## [What is asked]
Pick out each line of the listing below that contains the string "woman" and copy it. Case counts.

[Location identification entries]
******************************

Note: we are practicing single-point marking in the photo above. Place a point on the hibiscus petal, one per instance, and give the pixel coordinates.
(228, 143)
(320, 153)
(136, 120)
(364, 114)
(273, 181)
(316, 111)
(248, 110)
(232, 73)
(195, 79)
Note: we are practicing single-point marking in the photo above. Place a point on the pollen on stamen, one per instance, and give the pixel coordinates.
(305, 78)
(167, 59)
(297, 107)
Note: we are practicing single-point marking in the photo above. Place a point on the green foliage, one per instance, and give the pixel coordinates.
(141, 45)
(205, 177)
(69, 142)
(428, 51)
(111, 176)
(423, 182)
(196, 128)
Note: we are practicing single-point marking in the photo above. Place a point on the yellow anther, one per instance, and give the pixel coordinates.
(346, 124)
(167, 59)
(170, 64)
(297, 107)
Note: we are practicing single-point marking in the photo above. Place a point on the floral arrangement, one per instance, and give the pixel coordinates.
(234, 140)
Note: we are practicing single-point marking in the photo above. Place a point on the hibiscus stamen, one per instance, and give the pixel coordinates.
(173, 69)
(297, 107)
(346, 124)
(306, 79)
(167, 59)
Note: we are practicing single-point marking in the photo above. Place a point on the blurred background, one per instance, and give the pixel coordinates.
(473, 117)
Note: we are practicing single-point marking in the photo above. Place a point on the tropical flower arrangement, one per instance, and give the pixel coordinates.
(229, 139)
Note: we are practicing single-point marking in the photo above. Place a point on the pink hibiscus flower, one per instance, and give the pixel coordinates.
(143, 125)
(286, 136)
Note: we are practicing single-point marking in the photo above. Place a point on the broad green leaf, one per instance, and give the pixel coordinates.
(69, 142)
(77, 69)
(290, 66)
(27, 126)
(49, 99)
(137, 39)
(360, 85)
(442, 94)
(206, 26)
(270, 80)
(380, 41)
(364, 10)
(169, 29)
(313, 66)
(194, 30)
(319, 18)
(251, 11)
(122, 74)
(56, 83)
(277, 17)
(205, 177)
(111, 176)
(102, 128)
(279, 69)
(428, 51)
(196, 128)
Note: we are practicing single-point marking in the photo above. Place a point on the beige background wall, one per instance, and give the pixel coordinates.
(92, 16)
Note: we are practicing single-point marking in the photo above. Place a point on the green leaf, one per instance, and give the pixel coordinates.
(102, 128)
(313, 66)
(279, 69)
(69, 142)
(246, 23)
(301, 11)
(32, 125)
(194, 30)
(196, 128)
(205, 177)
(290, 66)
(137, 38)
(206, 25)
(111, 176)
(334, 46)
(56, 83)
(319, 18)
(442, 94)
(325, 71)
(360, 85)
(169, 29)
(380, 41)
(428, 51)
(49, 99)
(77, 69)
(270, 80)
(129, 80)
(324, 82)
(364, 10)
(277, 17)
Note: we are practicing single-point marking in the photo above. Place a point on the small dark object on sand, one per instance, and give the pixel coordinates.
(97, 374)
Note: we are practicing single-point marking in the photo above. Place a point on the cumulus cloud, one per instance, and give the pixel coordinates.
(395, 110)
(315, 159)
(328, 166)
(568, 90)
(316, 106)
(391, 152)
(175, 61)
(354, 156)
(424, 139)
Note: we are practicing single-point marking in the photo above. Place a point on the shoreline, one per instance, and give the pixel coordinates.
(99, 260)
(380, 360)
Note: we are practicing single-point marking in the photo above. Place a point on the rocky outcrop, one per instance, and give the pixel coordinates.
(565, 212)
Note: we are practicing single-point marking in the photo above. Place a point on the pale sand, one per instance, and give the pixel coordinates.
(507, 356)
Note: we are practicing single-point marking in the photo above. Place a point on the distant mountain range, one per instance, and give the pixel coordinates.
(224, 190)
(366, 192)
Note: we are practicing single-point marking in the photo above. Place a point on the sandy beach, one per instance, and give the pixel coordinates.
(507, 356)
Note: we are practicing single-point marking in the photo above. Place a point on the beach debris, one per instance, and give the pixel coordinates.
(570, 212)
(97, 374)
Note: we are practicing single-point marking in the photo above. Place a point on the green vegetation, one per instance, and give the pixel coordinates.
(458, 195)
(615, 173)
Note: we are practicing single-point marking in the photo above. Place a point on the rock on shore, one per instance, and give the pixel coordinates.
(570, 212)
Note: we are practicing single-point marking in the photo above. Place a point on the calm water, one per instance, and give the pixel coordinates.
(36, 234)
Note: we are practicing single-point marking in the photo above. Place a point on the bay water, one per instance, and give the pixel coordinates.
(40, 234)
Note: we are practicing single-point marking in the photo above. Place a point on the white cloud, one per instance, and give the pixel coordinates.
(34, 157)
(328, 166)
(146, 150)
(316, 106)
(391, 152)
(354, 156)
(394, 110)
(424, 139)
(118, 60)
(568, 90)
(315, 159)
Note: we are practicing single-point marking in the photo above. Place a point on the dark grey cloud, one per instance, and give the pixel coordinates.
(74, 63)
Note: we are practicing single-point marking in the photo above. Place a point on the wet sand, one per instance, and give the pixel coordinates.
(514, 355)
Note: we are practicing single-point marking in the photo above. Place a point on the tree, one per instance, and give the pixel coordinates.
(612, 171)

******************************

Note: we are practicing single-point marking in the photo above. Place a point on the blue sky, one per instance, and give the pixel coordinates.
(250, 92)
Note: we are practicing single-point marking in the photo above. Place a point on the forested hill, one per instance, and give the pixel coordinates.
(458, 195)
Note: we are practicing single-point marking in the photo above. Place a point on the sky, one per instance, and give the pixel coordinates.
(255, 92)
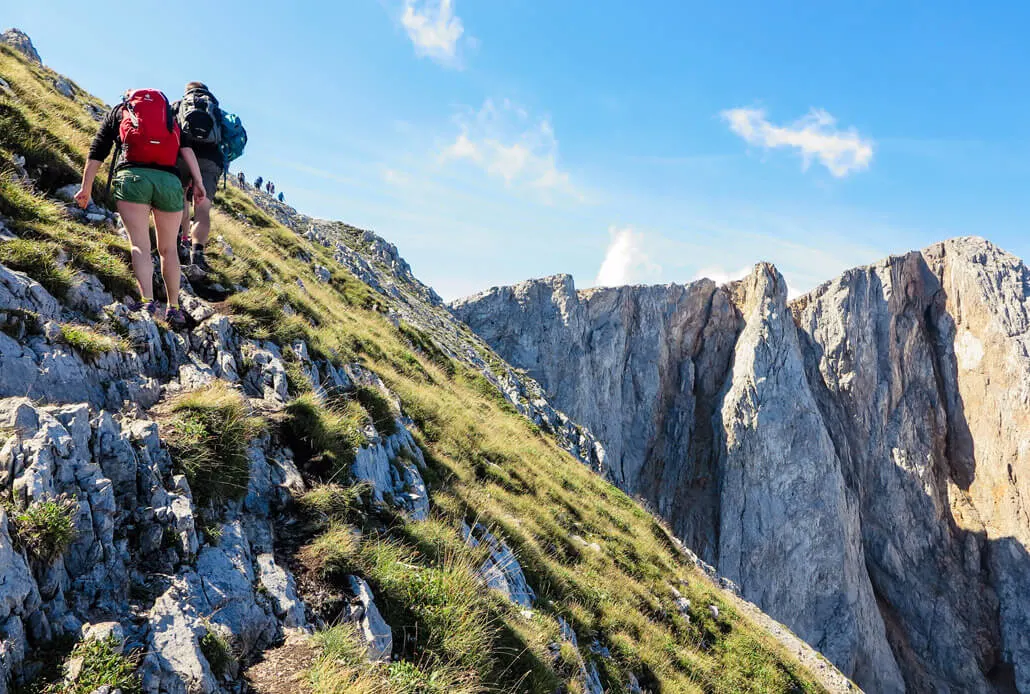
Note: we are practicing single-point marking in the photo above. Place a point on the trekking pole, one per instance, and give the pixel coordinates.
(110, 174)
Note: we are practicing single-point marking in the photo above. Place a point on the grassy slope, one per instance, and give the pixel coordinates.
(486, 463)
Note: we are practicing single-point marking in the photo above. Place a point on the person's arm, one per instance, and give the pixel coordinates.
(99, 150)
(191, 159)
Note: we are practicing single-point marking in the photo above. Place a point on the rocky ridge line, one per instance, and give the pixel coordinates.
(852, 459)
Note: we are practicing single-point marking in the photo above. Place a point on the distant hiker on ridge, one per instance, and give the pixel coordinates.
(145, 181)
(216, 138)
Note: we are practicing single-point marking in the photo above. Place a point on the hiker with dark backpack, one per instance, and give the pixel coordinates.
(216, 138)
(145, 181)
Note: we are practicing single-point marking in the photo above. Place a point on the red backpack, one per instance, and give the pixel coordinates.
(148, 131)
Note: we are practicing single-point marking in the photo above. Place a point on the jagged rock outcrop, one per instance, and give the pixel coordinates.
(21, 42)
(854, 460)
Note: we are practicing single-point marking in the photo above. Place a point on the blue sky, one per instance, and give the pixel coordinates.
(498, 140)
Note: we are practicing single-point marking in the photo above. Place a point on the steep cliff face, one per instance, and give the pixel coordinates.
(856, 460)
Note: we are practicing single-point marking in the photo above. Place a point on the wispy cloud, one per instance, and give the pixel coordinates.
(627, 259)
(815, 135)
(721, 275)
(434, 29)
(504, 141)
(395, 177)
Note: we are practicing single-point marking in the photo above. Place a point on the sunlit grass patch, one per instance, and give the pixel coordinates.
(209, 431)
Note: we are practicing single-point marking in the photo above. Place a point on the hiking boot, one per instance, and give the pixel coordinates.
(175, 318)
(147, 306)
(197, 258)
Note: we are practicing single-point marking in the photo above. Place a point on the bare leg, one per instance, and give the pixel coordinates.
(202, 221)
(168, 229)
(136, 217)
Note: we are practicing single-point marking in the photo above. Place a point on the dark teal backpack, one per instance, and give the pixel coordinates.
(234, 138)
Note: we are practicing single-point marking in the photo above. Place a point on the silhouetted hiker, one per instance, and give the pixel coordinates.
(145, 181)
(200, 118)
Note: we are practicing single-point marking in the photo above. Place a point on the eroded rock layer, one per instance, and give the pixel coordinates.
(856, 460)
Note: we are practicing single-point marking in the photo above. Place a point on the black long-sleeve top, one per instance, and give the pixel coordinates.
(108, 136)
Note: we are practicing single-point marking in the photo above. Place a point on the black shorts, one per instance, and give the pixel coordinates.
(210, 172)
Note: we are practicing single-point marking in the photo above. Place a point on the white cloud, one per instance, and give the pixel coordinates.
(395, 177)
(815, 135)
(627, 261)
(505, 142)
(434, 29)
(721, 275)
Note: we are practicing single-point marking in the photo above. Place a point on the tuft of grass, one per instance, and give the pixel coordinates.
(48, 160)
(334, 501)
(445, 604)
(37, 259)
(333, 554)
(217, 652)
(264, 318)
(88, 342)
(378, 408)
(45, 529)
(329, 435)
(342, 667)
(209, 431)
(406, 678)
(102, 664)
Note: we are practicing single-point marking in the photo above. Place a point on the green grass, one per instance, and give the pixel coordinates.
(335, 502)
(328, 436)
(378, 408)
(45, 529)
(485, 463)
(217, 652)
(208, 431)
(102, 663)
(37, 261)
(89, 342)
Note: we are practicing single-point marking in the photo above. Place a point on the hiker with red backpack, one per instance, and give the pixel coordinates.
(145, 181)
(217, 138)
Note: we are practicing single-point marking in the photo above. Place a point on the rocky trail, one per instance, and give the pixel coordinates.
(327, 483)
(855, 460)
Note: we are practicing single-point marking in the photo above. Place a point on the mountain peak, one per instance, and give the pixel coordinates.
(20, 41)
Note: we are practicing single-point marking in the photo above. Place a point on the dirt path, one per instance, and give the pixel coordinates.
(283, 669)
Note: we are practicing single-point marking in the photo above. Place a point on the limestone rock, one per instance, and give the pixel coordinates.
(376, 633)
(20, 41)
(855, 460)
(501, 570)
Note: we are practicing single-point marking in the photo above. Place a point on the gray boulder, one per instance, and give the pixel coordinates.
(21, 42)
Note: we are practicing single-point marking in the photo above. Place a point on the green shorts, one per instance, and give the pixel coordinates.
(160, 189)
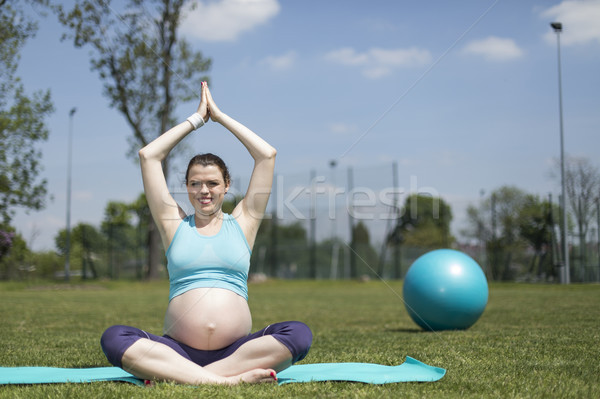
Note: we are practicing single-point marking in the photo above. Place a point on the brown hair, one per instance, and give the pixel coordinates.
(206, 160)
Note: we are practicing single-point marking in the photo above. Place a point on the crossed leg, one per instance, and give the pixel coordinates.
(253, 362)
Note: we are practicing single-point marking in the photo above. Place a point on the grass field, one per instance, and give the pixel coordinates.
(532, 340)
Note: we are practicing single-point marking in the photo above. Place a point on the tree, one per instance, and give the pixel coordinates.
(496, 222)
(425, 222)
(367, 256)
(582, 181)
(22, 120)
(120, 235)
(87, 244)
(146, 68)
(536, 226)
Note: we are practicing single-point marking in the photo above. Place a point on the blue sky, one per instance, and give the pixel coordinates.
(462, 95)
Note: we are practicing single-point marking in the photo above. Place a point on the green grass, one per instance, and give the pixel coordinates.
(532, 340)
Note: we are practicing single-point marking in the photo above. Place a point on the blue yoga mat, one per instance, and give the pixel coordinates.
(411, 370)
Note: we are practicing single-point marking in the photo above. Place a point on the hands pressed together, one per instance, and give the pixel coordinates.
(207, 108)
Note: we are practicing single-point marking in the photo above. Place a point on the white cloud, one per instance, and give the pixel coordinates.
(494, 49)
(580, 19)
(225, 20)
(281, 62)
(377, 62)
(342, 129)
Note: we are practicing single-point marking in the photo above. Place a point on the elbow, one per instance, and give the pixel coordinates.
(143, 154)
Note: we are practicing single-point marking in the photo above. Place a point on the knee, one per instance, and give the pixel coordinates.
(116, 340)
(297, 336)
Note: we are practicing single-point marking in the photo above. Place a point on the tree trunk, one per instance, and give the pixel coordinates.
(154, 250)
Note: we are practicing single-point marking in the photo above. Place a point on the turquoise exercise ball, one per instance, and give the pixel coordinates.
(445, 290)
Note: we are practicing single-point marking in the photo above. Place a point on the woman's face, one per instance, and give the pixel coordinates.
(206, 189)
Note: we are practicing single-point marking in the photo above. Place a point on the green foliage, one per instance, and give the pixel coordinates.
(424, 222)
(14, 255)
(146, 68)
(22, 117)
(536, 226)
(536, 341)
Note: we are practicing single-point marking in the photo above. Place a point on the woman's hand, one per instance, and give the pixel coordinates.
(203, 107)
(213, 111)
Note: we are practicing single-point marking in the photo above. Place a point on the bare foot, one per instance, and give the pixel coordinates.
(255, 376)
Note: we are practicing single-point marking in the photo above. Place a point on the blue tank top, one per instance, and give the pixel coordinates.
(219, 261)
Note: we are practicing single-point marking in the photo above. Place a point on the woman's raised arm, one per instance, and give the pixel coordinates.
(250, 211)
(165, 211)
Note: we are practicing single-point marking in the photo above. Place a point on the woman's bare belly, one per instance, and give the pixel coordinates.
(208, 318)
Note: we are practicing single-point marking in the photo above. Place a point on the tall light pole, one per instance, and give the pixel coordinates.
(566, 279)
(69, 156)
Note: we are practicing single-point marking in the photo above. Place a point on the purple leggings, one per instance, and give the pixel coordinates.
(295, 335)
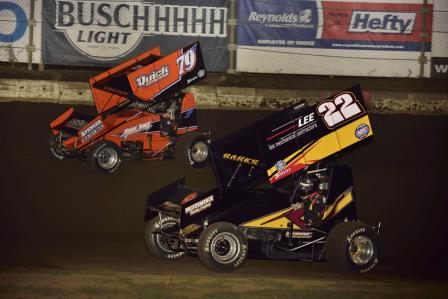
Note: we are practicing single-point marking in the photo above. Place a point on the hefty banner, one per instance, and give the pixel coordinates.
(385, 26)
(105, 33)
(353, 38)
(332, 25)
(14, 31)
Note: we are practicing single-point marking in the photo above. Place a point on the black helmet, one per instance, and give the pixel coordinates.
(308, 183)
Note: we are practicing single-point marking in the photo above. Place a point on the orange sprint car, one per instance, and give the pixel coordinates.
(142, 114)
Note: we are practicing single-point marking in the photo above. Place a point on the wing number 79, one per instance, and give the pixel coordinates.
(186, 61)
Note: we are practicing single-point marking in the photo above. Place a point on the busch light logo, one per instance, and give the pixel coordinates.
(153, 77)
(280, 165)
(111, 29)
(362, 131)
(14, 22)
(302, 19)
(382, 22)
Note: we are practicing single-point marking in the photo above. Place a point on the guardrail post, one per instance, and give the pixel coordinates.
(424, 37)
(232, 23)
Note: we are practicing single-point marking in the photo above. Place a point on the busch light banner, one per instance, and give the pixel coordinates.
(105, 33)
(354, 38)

******************************

## [Result of this exercise]
Note: we are practicing single-point marking in the photo above. Place a point on the woman's face, one per instance, and give the pixel coordinates.
Note: we are practicing single-point marking in the photo above. Place a point on the woman's hand, one per instance, and give the pixel coordinates.
Note: we are practicing single-point marking in the photo above. Place a point on the woman's raised arm, one per instance, and give the pixel coordinates.
Note: we are practicing single-point marking in the photo above. Place a point on the woman's bare belly, one per instance, and give the pixel coordinates.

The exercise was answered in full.